Skip every picture, and copy exactly the lines from the one containing "point: lizard head" to the end of the data.

[Dataset records]
--------
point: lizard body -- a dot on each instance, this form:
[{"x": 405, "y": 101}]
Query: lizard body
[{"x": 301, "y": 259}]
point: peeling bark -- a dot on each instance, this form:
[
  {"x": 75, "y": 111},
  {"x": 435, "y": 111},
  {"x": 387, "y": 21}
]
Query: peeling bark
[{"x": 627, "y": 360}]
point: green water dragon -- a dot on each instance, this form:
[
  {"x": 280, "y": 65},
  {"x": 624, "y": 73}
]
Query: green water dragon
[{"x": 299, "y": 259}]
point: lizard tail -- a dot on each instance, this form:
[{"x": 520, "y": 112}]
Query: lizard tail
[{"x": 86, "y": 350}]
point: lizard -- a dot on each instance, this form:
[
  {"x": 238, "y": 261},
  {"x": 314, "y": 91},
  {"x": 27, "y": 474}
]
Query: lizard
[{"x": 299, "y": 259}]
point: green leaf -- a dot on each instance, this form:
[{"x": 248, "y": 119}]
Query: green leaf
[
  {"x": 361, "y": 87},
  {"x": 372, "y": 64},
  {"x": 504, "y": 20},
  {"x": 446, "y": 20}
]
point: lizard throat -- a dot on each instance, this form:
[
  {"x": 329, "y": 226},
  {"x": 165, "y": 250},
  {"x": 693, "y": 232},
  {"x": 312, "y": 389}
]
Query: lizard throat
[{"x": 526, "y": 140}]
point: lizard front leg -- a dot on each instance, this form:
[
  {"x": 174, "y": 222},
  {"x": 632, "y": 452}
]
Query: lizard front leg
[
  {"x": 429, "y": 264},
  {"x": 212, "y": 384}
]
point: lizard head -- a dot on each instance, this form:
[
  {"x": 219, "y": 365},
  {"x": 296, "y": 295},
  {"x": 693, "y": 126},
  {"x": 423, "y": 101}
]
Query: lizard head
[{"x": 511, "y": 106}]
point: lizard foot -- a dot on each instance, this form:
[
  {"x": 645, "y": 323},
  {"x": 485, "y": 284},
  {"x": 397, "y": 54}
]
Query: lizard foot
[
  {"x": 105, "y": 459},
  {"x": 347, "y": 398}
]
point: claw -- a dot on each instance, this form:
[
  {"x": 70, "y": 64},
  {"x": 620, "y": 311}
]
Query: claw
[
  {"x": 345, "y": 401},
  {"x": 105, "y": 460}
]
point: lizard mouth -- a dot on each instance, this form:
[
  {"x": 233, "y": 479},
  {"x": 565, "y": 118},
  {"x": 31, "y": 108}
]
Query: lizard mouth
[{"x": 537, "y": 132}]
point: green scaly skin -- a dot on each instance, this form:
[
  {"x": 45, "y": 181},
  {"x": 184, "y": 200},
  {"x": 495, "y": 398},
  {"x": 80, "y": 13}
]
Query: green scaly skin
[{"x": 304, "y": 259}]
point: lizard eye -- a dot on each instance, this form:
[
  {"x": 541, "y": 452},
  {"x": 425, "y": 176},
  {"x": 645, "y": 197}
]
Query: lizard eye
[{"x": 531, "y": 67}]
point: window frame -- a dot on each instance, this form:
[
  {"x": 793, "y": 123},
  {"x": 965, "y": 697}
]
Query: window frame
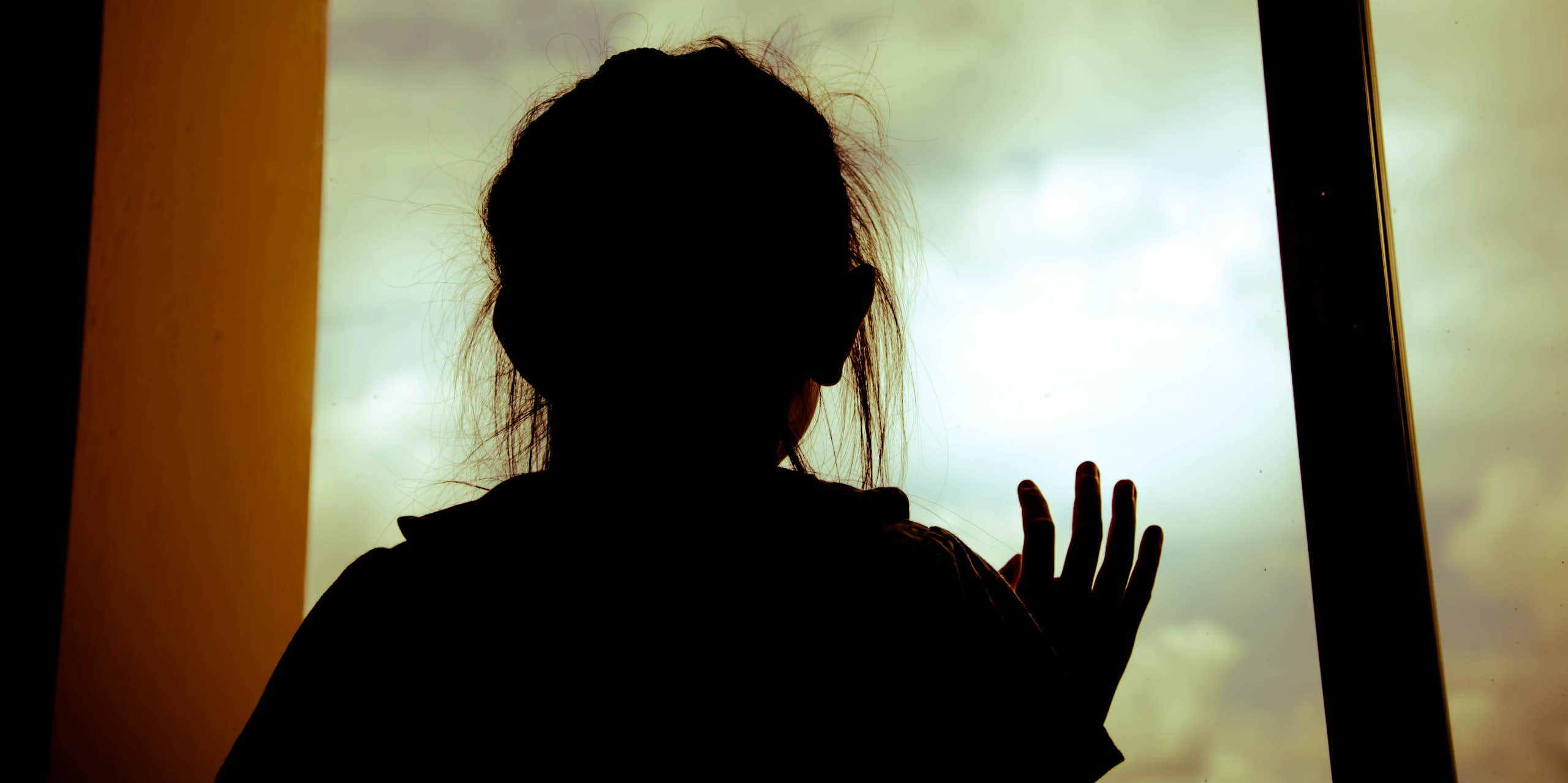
[{"x": 1377, "y": 627}]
--------
◆ Solution ◆
point: lizard head -- a dot on each instance, this form:
[
  {"x": 219, "y": 365},
  {"x": 296, "y": 295},
  {"x": 693, "y": 126},
  {"x": 423, "y": 101}
]
Query: lizard head
[{"x": 511, "y": 106}]
point: lizard foot -- a dot on each instance, this form:
[
  {"x": 645, "y": 323},
  {"x": 485, "y": 284},
  {"x": 397, "y": 54}
]
Query: lizard foot
[
  {"x": 105, "y": 459},
  {"x": 347, "y": 398}
]
point: claw -- a dot on each instance, this form:
[
  {"x": 70, "y": 64},
  {"x": 620, "y": 311}
]
Query: claw
[
  {"x": 345, "y": 401},
  {"x": 105, "y": 460}
]
point: lizard mouth -- a dot on each instance, this form:
[
  {"x": 233, "y": 479},
  {"x": 565, "y": 118},
  {"x": 31, "y": 108}
]
Query: lizard mouth
[{"x": 537, "y": 132}]
point: green scaly skin -- a dot on each instance, this form:
[
  {"x": 45, "y": 181},
  {"x": 184, "y": 200},
  {"x": 495, "y": 398},
  {"x": 80, "y": 13}
]
Query: green scaly skin
[{"x": 304, "y": 259}]
point: lizard eye -- a dot on each instance, this form:
[
  {"x": 541, "y": 452},
  {"x": 425, "y": 176},
  {"x": 645, "y": 197}
]
Query: lizard eye
[{"x": 531, "y": 67}]
point: window frame -- a dot on each instance, this form:
[
  {"x": 793, "y": 123},
  {"x": 965, "y": 697}
]
Query: window frame
[{"x": 1377, "y": 627}]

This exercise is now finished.